▶ [Problem to solve]
What follows is a block of records; restate each one word for word.

▶ [Extracted data]

--- START ---

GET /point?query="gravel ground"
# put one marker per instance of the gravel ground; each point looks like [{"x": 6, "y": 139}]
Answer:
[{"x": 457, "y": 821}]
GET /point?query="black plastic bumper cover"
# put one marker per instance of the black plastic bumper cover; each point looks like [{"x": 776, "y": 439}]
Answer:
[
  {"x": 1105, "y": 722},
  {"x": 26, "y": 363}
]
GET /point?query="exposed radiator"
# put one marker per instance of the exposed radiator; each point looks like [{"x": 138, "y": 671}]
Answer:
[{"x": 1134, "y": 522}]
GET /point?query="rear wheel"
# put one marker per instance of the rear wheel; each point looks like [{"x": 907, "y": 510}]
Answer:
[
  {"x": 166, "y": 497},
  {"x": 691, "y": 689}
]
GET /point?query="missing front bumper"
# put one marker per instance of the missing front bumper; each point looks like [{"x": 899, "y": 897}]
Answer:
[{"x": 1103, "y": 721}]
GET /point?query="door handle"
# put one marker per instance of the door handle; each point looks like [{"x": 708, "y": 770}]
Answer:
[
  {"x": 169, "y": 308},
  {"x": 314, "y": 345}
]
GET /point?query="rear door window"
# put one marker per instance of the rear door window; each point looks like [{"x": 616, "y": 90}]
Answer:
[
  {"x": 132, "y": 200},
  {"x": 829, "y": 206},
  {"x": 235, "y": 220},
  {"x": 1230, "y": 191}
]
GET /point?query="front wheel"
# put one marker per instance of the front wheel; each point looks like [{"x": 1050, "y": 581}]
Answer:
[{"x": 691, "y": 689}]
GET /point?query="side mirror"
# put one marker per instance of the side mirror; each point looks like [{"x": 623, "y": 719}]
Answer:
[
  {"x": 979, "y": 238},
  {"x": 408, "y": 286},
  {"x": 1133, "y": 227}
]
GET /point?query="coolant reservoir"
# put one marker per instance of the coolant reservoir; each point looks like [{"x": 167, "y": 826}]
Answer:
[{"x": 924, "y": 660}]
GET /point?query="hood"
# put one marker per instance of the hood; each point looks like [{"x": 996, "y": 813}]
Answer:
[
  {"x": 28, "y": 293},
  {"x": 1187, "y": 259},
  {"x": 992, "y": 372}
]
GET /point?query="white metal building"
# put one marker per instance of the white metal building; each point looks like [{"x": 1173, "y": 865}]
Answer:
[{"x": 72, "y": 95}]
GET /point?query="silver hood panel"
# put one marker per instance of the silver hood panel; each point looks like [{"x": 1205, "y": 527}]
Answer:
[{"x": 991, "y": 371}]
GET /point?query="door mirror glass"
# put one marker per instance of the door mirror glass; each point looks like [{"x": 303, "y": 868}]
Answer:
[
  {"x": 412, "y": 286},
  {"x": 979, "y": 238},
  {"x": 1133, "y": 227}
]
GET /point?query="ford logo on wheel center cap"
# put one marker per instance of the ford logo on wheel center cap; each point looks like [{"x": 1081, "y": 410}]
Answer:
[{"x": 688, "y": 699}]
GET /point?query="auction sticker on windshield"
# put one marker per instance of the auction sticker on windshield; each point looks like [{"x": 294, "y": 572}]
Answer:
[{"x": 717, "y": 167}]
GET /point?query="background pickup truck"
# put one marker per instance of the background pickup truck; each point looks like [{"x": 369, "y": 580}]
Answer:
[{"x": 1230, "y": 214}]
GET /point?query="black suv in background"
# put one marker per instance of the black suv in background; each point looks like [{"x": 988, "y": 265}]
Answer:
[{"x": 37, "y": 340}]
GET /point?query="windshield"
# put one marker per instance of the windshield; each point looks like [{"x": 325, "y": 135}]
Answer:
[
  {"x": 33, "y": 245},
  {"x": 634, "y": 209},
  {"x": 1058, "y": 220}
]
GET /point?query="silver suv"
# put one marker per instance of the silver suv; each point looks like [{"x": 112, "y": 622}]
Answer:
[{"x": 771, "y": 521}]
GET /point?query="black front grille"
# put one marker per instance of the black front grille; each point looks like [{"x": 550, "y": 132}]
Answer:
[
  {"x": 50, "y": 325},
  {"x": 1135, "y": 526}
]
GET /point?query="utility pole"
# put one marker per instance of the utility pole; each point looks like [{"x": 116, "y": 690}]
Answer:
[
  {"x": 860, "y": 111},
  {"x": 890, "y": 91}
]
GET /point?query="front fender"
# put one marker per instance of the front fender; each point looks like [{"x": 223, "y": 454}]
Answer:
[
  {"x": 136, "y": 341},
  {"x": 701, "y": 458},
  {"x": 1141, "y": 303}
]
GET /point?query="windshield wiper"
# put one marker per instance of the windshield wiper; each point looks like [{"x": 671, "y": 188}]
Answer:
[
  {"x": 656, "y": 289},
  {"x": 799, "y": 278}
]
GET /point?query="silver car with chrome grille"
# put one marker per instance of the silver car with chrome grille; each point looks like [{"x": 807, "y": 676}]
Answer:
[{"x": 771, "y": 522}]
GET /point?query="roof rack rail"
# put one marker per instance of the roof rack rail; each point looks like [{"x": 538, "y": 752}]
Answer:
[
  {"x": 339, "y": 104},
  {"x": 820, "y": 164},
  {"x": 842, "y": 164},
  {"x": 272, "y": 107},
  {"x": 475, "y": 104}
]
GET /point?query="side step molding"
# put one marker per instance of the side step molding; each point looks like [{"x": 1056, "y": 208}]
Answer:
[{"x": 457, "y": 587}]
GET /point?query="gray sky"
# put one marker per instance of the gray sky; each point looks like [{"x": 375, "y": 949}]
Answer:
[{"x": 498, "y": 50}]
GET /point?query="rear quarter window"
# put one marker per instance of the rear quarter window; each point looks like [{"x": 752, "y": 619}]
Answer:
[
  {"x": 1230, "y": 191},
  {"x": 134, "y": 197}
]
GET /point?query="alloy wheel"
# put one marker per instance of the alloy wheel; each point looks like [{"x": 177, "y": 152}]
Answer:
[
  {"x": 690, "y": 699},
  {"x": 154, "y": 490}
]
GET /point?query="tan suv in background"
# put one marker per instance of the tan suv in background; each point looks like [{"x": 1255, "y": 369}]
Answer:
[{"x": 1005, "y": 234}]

--- END ---

▶ [Complete answer]
GET /point?query="gravel ground"
# put one marker per instance of the gravel ground; each point looks like [{"x": 6, "y": 139}]
Answer:
[{"x": 457, "y": 821}]
GET /point?query="black plastic bumper cover"
# put one marker per instance of the black plastic bumper cover; each point looks like [{"x": 776, "y": 439}]
Answer:
[
  {"x": 1105, "y": 722},
  {"x": 26, "y": 363}
]
GET /point?query="exposed radiator"
# put one marker per instance of the exposed radiator; each point looks like [{"x": 138, "y": 671}]
Answer:
[{"x": 1134, "y": 522}]
GET /point?query="rear wheel"
# put one marker per instance of the rear wheel; each point looks like [{"x": 907, "y": 510}]
Answer:
[
  {"x": 166, "y": 497},
  {"x": 691, "y": 689}
]
GET /point?query="missing front bumper"
# put one marker per instance of the missing front bumper; each point looks like [{"x": 899, "y": 897}]
Answer:
[{"x": 1103, "y": 721}]
GET /point?query="door handle"
# put one marker per instance of the door handle; each point looks like [{"x": 708, "y": 770}]
Answer:
[
  {"x": 169, "y": 308},
  {"x": 314, "y": 345}
]
GET /point?query="rear door window"
# put one marker per instance of the rear door window; each point looks like [{"x": 616, "y": 90}]
Answer:
[
  {"x": 132, "y": 200},
  {"x": 829, "y": 206},
  {"x": 235, "y": 220},
  {"x": 1230, "y": 191}
]
GET /point?query="front wheel"
# put one marker per instance of the front wheel; each point looks like [{"x": 1050, "y": 581}]
Answer:
[{"x": 691, "y": 689}]
GET /point?query="side mirror"
# put one marker per instance of the side mirror; each point looks like [{"x": 623, "y": 719}]
Answer:
[
  {"x": 979, "y": 238},
  {"x": 408, "y": 286},
  {"x": 1133, "y": 227}
]
GET /point?query="coolant reservoir"
# put one marker per instance of the coolant reservoir; each point looks like [{"x": 167, "y": 826}]
Answer:
[{"x": 924, "y": 660}]
GET /point?query="hood"
# put one marker per instance of the hood; each point looks like [{"x": 996, "y": 813}]
Answer:
[
  {"x": 28, "y": 293},
  {"x": 1187, "y": 259},
  {"x": 992, "y": 372}
]
GET /point?query="white metal building"
# put one marker per instance of the white metal building; each point looks like [{"x": 1173, "y": 865}]
Answer:
[{"x": 72, "y": 95}]
GET /point?query="silver hood panel"
# put one marker per instance of the silver hood panel; each point looks like [{"x": 1205, "y": 527}]
Answer:
[{"x": 991, "y": 371}]
GET /point?query="door mirror glass"
# put one marker per instance of the door mirror glass; each point looks like [{"x": 303, "y": 868}]
Answer:
[
  {"x": 412, "y": 286},
  {"x": 979, "y": 238},
  {"x": 1133, "y": 227}
]
GET /point?query="ford logo on wheel center cap"
# put one marker per instance of the ford logo on wheel center cap; each point looks like [{"x": 1081, "y": 410}]
Answer:
[{"x": 688, "y": 699}]
GET /point?query="auction sticker on windshield"
# put one marker per instance of the auction sticker on windshield; each point looks like [{"x": 294, "y": 572}]
Answer:
[{"x": 717, "y": 167}]
GET /point?query="background pickup truck"
# put one marker per instance of the background pickup truck; each point looks like [{"x": 369, "y": 580}]
Answer:
[{"x": 1230, "y": 214}]
GET /point?query="black suv in background"
# put one marker per instance of the black suv in background; each point looks like [{"x": 988, "y": 265}]
Answer:
[{"x": 37, "y": 340}]
GET /point?query="windshield"
# put one marker per instance of the windshield; each point looks like [{"x": 325, "y": 135}]
Answer:
[
  {"x": 33, "y": 245},
  {"x": 634, "y": 209},
  {"x": 1058, "y": 220}
]
GET /point?query="silver suv"
# put one marker per instance of the silver suv; each point looks like [{"x": 112, "y": 622}]
Answer:
[{"x": 771, "y": 521}]
GET /point?query="black front grille"
# put one marker per instance of the black front grille; each point looks like [{"x": 550, "y": 132}]
Answer:
[
  {"x": 50, "y": 325},
  {"x": 1135, "y": 526}
]
GET /point?query="utility pole"
# put one marker per instance of the utility pole; each point looks like [{"x": 116, "y": 690}]
Answer:
[
  {"x": 860, "y": 111},
  {"x": 890, "y": 91}
]
GET /point?query="front fender"
# put one marker per instance of the front fender; each point looks like [{"x": 223, "y": 454}]
Answer:
[
  {"x": 136, "y": 341},
  {"x": 701, "y": 458},
  {"x": 1141, "y": 303}
]
GET /point?query="windshield wiper"
# put one marker per instance of the windshield wiper; each point looks like [{"x": 671, "y": 188}]
Answer:
[
  {"x": 656, "y": 289},
  {"x": 799, "y": 278}
]
GET /point?query="silver car with chrome grille"
# put one marker per instance of the silver car with chrome grille; each point looks like [{"x": 807, "y": 676}]
Answer:
[{"x": 771, "y": 522}]
GET /point?query="roof rack rail"
# put one marker per instance of the roof rack rail; each point looks like [{"x": 538, "y": 752}]
Answer:
[
  {"x": 339, "y": 104},
  {"x": 820, "y": 164},
  {"x": 842, "y": 164},
  {"x": 272, "y": 107},
  {"x": 475, "y": 104}
]
GET /point?query="side step molding"
# put one marker per instance of the side step molding; each point looks like [{"x": 1056, "y": 208}]
Answer:
[{"x": 457, "y": 587}]
GET /point?query="gray sky"
# put one marker per instance of the gray sky; each point looks like [{"x": 375, "y": 949}]
Answer:
[{"x": 498, "y": 50}]
GET /point?query="rear quarter window"
# put one marker per instance of the rear quarter window; each point looks like [{"x": 752, "y": 619}]
Answer:
[
  {"x": 1230, "y": 191},
  {"x": 134, "y": 197}
]
GET /point?query="alloy wheel"
# put one marker per instance of the alloy wheel; each point looks like [{"x": 177, "y": 152}]
Answer:
[
  {"x": 690, "y": 699},
  {"x": 154, "y": 490}
]
GET /point?query="tan suv in background"
# put one marker per instance of the tan suv in background; each point looks like [{"x": 1255, "y": 369}]
Answer:
[{"x": 1005, "y": 234}]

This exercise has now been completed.